**Written task**
Quote the items word for word from their first line through the line containing "POLYGON ((212 229, 214", including that line, and omit the pictures.

**Extracted material**
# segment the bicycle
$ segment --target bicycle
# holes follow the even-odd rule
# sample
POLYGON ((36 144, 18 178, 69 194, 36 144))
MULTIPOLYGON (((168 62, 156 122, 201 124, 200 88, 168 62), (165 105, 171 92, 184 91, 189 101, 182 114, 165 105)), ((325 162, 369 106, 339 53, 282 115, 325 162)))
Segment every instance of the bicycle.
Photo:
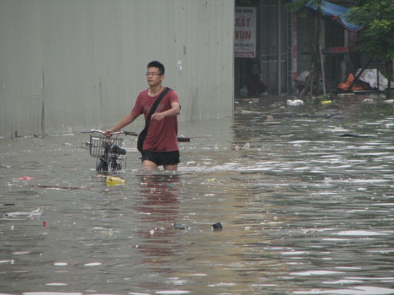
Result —
POLYGON ((107 137, 103 135, 103 131, 91 129, 82 130, 82 133, 91 133, 90 140, 86 143, 90 155, 97 158, 96 171, 97 172, 115 171, 122 170, 122 162, 124 161, 125 169, 126 164, 126 150, 122 146, 123 138, 118 138, 119 134, 138 136, 135 132, 129 131, 117 131, 111 133, 111 136, 107 137), (102 135, 96 135, 101 133, 102 135))

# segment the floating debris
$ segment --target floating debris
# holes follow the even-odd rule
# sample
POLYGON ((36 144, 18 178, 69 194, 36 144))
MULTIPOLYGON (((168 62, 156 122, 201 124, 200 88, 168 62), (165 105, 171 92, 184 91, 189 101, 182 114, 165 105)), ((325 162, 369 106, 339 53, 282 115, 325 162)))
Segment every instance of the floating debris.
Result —
POLYGON ((174 230, 188 230, 190 229, 190 227, 188 224, 176 224, 173 223, 172 225, 174 226, 174 230))
POLYGON ((288 106, 302 106, 304 104, 304 102, 300 99, 291 99, 287 100, 287 105, 288 106))
POLYGON ((212 229, 214 231, 221 231, 223 228, 220 222, 217 222, 215 224, 212 224, 212 229))

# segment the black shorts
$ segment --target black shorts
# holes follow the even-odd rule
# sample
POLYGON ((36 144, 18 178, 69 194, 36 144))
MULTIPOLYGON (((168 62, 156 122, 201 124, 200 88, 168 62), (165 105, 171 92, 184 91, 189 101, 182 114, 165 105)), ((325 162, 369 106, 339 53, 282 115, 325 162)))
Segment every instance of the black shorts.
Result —
POLYGON ((179 150, 156 152, 143 149, 141 154, 142 156, 141 157, 142 162, 147 160, 154 162, 158 166, 175 165, 180 163, 179 150))

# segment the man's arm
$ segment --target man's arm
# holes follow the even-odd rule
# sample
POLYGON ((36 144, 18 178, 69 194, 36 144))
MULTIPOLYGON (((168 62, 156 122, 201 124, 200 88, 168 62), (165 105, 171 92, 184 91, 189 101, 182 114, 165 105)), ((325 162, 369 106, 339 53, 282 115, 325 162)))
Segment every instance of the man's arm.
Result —
POLYGON ((152 120, 160 121, 166 117, 176 117, 179 115, 181 107, 179 103, 174 102, 171 104, 171 109, 162 113, 155 113, 152 115, 152 120))
POLYGON ((130 124, 131 122, 134 121, 137 117, 132 114, 131 112, 128 114, 125 117, 122 119, 112 129, 107 129, 104 132, 104 135, 108 136, 109 133, 113 132, 113 130, 120 130, 124 127, 125 127, 130 124))

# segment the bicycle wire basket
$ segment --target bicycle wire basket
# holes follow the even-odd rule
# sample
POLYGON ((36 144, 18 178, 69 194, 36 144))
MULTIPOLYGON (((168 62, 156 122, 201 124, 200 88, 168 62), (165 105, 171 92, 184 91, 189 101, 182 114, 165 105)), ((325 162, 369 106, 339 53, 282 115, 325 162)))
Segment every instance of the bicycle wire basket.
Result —
MULTIPOLYGON (((100 158, 109 155, 111 153, 111 147, 115 145, 122 147, 123 138, 106 137, 102 135, 95 136, 91 135, 89 151, 90 155, 96 158, 100 158)), ((112 153, 112 155, 118 156, 117 154, 112 153)))

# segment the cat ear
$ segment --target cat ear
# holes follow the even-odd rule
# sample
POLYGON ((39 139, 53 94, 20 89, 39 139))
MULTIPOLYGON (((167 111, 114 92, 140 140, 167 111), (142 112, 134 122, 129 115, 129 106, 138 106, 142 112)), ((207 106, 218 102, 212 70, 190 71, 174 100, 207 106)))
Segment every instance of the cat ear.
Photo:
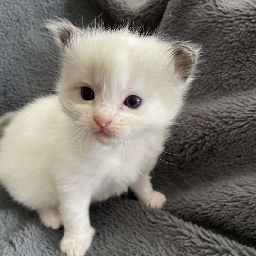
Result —
POLYGON ((201 46, 189 42, 178 42, 174 44, 171 51, 174 73, 185 82, 193 75, 201 46))
POLYGON ((68 47, 72 39, 82 31, 67 20, 61 18, 48 21, 44 27, 53 33, 63 50, 68 47))

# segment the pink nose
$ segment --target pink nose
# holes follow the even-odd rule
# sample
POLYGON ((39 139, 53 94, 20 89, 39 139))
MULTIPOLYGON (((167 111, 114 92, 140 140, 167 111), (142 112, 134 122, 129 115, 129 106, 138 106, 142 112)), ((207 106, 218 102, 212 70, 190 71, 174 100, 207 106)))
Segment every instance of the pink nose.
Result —
POLYGON ((107 127, 111 122, 111 120, 109 119, 106 118, 102 116, 95 116, 94 121, 96 124, 101 129, 103 129, 107 127))

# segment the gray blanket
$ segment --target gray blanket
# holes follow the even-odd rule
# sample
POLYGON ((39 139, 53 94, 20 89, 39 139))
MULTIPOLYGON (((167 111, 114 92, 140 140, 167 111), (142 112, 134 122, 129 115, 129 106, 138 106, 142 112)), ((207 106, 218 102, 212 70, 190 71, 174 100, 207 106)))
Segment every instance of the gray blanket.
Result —
MULTIPOLYGON (((163 209, 130 194, 91 206, 87 255, 256 256, 256 2, 254 0, 0 1, 0 114, 52 92, 58 70, 42 20, 79 25, 101 13, 203 46, 200 72, 154 171, 163 209), (97 5, 98 4, 98 5, 97 5)), ((63 230, 0 188, 0 255, 61 255, 63 230)))

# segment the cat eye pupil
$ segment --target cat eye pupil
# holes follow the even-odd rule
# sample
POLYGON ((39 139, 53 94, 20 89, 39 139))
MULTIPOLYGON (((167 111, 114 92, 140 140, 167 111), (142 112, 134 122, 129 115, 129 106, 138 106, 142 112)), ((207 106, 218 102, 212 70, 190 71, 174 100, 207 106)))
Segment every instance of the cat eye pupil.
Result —
POLYGON ((131 109, 137 108, 141 104, 142 100, 136 95, 130 95, 124 101, 124 104, 131 109))
POLYGON ((82 97, 86 101, 90 101, 94 99, 94 92, 87 86, 83 86, 81 88, 81 94, 82 97))

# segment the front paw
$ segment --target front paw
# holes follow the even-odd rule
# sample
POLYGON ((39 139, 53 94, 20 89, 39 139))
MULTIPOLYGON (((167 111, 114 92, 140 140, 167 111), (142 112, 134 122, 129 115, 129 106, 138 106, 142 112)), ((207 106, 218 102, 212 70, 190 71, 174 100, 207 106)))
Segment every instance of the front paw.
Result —
POLYGON ((60 244, 61 251, 67 256, 83 256, 89 249, 95 231, 91 229, 84 235, 65 233, 60 244))
POLYGON ((164 194, 154 190, 152 192, 149 199, 145 202, 148 206, 152 208, 161 208, 166 201, 166 198, 164 194))

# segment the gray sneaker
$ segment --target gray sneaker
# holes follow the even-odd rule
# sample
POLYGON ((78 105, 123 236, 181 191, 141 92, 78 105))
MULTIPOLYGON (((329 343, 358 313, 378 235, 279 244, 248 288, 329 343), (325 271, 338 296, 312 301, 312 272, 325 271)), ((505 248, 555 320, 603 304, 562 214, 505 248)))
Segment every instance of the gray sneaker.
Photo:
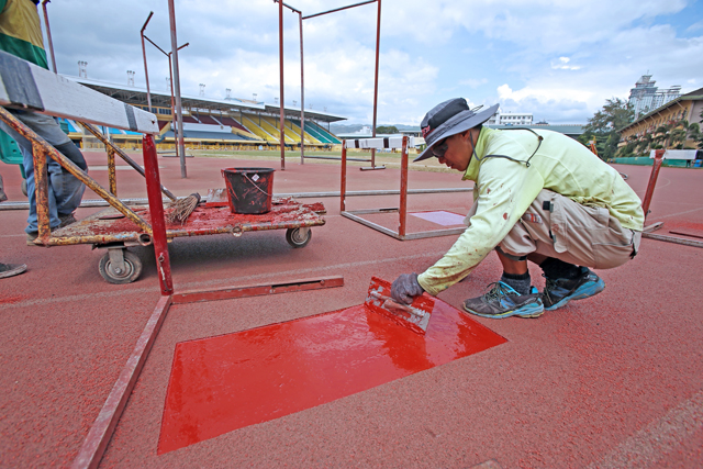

**Exercise response**
# segment the bicycle
$ segment --target bicycle
# holes follow the even-odd rule
# sample
POLYGON ((36 144, 18 178, 69 194, 36 144))
MULTIPOLYGON (((168 62, 156 122, 201 124, 200 88, 168 62), (165 105, 171 92, 184 91, 189 101, 182 114, 165 105)), ((325 162, 369 106, 339 53, 282 115, 325 162)))
Segment every instance of the bicycle.
Photo:
Result —
POLYGON ((107 137, 103 135, 103 131, 91 129, 82 130, 82 133, 91 133, 90 140, 86 143, 90 155, 97 158, 96 171, 97 172, 115 171, 122 170, 122 162, 124 161, 125 169, 126 164, 126 150, 122 146, 123 138, 118 138, 119 134, 138 136, 135 132, 129 131, 117 131, 111 133, 111 136, 107 137), (102 135, 96 135, 101 133, 102 135))

# segment the floating debris
$ segment --target floating debris
# holes follow the even-odd rule
# sample
POLYGON ((36 144, 18 178, 69 194, 36 144))
MULTIPOLYGON (((168 62, 156 122, 201 124, 200 88, 168 62), (165 105, 171 92, 184 91, 189 101, 182 114, 165 105)), ((325 162, 369 106, 339 53, 282 115, 325 162)))
Segment every instance of the floating debris.
Result —
POLYGON ((174 230, 188 230, 190 229, 190 227, 188 224, 176 224, 173 223, 172 225, 174 226, 174 230))
POLYGON ((288 106, 302 106, 304 104, 304 102, 300 99, 291 99, 287 100, 287 105, 288 106))
POLYGON ((212 229, 214 231, 221 231, 223 228, 220 222, 217 222, 215 224, 212 224, 212 229))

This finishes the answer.